◆ **What you have to do**:
List the lines of this listing that hold the word "rear".

◆ **Material for this task**:
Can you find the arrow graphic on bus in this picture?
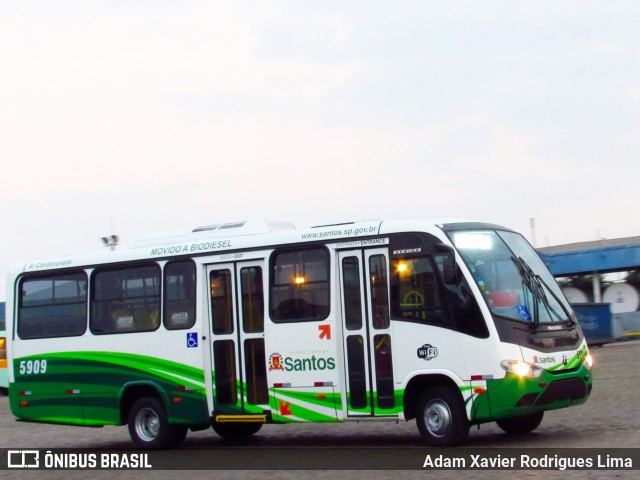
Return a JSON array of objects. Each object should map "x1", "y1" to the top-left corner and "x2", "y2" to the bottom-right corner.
[
  {"x1": 278, "y1": 401, "x2": 292, "y2": 416},
  {"x1": 318, "y1": 324, "x2": 331, "y2": 340}
]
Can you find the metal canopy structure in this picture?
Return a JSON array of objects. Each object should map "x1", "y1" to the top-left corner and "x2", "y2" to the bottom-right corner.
[
  {"x1": 539, "y1": 236, "x2": 640, "y2": 276},
  {"x1": 539, "y1": 236, "x2": 640, "y2": 304}
]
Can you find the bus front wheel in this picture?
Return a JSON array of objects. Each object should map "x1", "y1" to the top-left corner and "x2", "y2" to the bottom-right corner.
[
  {"x1": 416, "y1": 386, "x2": 469, "y2": 447},
  {"x1": 496, "y1": 411, "x2": 544, "y2": 435},
  {"x1": 127, "y1": 397, "x2": 188, "y2": 449}
]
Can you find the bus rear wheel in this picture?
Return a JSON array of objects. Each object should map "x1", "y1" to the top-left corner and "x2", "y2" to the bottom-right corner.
[
  {"x1": 496, "y1": 411, "x2": 544, "y2": 435},
  {"x1": 212, "y1": 422, "x2": 263, "y2": 440},
  {"x1": 128, "y1": 397, "x2": 188, "y2": 449},
  {"x1": 416, "y1": 386, "x2": 469, "y2": 447}
]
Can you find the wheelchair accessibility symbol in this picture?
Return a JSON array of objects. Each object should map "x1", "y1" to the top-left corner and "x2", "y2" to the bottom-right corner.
[{"x1": 187, "y1": 333, "x2": 198, "y2": 348}]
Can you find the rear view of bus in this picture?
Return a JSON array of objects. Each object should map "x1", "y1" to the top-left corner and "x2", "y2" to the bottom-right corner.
[{"x1": 445, "y1": 225, "x2": 593, "y2": 435}]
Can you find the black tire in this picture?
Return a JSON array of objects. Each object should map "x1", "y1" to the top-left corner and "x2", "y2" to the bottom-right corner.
[
  {"x1": 212, "y1": 422, "x2": 263, "y2": 440},
  {"x1": 496, "y1": 411, "x2": 544, "y2": 435},
  {"x1": 127, "y1": 397, "x2": 188, "y2": 449},
  {"x1": 416, "y1": 386, "x2": 470, "y2": 447}
]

◆ **Reply to the task**:
Can you find the bus rear wheel in this picture?
Can you find the rear view of bus in this picture?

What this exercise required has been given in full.